Exercise brief
Render as a numbered list the lines between the line containing "Locate the grass" and the line containing "(1090, 616)", inclusive, omitting any blank lines.

[START OF Records provided]

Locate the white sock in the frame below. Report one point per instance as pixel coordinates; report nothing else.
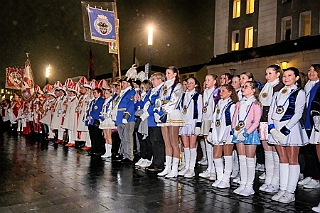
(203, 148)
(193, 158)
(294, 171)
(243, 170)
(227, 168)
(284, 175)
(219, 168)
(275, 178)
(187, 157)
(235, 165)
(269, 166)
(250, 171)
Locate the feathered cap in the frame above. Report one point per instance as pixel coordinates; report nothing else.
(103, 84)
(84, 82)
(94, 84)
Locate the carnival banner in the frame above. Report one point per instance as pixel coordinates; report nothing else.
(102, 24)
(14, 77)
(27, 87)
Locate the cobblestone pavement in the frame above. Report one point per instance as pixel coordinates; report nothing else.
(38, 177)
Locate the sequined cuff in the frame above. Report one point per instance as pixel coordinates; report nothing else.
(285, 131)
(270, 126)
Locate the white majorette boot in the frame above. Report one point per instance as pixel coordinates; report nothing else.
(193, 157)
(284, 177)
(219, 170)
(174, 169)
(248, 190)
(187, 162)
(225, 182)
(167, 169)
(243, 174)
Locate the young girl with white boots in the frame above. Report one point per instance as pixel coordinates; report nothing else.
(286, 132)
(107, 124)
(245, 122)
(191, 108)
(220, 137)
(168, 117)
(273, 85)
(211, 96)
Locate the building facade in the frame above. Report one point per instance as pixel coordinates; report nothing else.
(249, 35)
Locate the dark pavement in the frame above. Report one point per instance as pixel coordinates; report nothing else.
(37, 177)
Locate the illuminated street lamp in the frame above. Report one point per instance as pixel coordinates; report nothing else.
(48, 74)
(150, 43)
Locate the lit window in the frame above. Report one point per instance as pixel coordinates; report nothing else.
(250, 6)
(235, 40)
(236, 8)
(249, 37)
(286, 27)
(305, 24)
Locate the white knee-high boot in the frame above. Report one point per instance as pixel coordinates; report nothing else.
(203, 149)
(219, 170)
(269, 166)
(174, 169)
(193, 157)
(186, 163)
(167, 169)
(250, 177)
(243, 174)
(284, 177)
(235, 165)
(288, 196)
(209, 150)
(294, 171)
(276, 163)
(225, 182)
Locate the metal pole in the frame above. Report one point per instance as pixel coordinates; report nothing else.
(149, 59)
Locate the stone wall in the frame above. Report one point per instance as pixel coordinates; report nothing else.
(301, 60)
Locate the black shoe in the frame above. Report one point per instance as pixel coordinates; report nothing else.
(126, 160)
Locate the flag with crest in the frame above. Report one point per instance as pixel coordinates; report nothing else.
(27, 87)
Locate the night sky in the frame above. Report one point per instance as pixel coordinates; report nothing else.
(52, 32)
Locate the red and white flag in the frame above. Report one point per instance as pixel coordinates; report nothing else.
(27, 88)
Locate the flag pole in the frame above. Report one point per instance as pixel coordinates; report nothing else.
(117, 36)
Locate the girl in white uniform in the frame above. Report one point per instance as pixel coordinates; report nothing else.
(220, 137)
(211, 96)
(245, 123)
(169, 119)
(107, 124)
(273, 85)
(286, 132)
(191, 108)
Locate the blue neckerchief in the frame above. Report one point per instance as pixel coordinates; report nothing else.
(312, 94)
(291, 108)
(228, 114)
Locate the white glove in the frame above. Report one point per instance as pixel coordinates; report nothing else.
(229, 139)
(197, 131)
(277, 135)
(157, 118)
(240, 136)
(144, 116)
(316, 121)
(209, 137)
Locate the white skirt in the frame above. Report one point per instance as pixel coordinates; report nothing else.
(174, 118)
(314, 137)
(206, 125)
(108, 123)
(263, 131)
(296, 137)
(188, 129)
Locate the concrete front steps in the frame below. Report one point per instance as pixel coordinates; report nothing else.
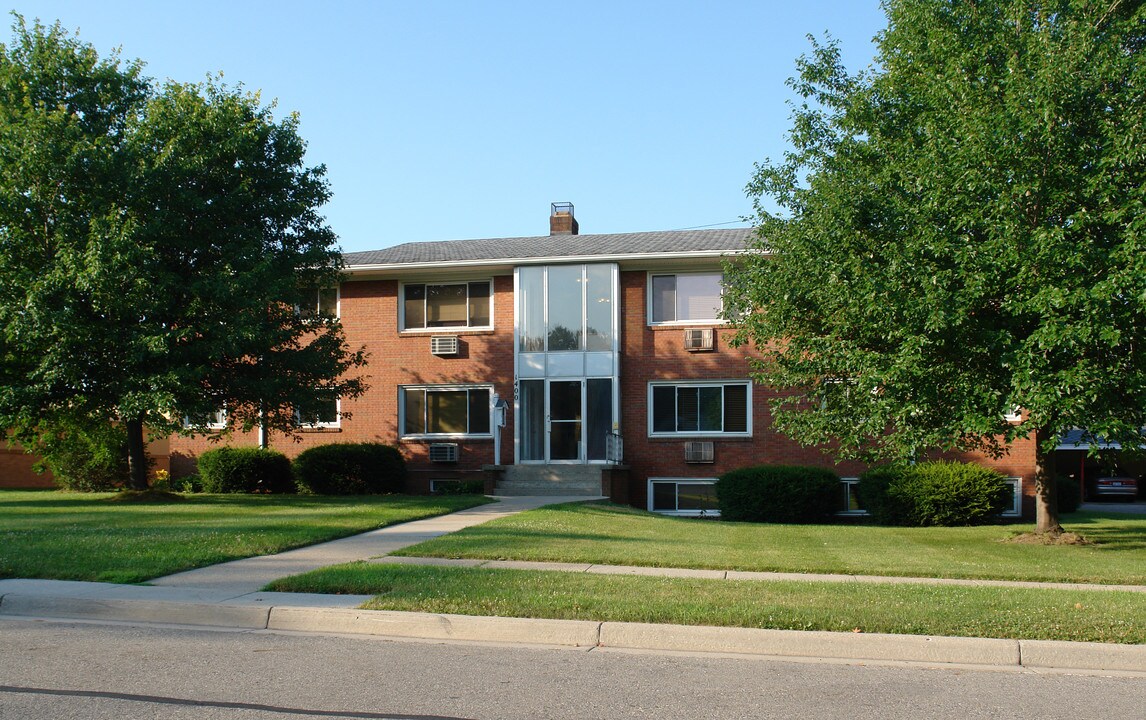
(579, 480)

[END OF Records provided]
[START OF Records provided]

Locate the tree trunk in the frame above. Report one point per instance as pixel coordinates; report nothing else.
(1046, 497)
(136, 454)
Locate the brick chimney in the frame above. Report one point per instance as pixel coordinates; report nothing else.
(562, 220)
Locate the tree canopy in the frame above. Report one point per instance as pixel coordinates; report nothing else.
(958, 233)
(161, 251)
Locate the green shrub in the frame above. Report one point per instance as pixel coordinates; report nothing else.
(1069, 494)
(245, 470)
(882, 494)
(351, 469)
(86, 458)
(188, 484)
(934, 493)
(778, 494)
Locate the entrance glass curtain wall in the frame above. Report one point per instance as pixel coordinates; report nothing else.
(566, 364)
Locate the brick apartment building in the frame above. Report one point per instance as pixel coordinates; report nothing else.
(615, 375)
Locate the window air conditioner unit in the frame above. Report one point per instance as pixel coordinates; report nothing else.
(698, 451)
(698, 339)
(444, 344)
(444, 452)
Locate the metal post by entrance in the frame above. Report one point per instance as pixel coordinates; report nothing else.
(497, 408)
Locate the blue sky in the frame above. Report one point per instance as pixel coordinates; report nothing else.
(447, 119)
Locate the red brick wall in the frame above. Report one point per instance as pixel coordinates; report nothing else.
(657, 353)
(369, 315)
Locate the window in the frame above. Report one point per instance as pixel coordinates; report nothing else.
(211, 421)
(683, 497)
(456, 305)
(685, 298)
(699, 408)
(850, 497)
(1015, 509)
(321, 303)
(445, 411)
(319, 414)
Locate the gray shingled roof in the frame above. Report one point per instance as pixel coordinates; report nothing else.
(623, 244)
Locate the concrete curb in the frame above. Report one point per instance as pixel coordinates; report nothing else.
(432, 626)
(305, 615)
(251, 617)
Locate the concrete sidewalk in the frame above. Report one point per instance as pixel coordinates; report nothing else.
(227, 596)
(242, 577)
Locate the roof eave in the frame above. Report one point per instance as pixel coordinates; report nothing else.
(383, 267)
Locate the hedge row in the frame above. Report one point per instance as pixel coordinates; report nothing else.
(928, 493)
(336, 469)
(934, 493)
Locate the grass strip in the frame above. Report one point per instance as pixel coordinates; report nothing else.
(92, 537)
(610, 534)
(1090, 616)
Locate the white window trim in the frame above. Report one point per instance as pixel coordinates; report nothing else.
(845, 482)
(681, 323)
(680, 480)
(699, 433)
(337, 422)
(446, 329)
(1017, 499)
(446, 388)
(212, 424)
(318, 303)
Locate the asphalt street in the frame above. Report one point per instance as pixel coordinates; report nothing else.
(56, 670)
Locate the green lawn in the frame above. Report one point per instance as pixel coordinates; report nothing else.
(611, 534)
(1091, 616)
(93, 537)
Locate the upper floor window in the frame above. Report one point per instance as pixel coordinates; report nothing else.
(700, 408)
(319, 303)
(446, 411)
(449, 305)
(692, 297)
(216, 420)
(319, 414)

[END OF Records provided]

Task answer
1. Locate the grass strip in the frame above. Report one point per instance as pixel coordinates; report nothing else.
2. (92, 537)
3. (610, 534)
4. (1090, 616)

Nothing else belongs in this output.